┌─ DATA UNDER STUDY

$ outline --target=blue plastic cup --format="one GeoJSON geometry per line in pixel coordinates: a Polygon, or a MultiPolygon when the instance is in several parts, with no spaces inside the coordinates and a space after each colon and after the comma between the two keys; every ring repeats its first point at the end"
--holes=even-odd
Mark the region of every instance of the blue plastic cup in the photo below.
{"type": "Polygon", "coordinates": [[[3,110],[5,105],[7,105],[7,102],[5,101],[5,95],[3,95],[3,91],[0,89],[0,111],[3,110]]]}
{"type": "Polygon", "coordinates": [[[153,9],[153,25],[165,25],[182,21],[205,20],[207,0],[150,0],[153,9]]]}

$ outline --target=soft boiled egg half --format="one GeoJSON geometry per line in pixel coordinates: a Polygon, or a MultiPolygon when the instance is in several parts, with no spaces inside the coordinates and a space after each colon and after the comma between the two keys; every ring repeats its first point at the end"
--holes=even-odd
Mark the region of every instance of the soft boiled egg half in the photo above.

└─

### EXERCISE
Restate the records above in full, keeping each line exactly as it stands.

### ANSWER TO THIS EXERCISE
$ outline --target=blue plastic cup --format="one GeoJSON geometry per line in pixel coordinates: a Polygon, or a MultiPolygon when the instance is in several parts, with no spaces inside the coordinates and a space after each colon and after the comma between the two keys; every ring repeats its first point at the end"
--holes=even-odd
Mark the region of every instance of the blue plastic cup in the photo below.
{"type": "Polygon", "coordinates": [[[3,110],[5,105],[7,105],[7,102],[5,101],[5,95],[3,95],[3,91],[0,89],[0,111],[3,110]]]}
{"type": "Polygon", "coordinates": [[[153,9],[153,25],[165,25],[182,21],[205,20],[207,0],[150,0],[153,9]]]}

$ outline --target=soft boiled egg half --format="one GeoJSON geometry per line in pixel coordinates: a Polygon, or a MultiPolygon when the instance is in several parts, with no spaces inside the coordinates and a space after each colon and after the comma between the two keys; every ring repeats its first point at the end"
--holes=even-odd
Mark the region of every instance of the soft boiled egg half in the photo above.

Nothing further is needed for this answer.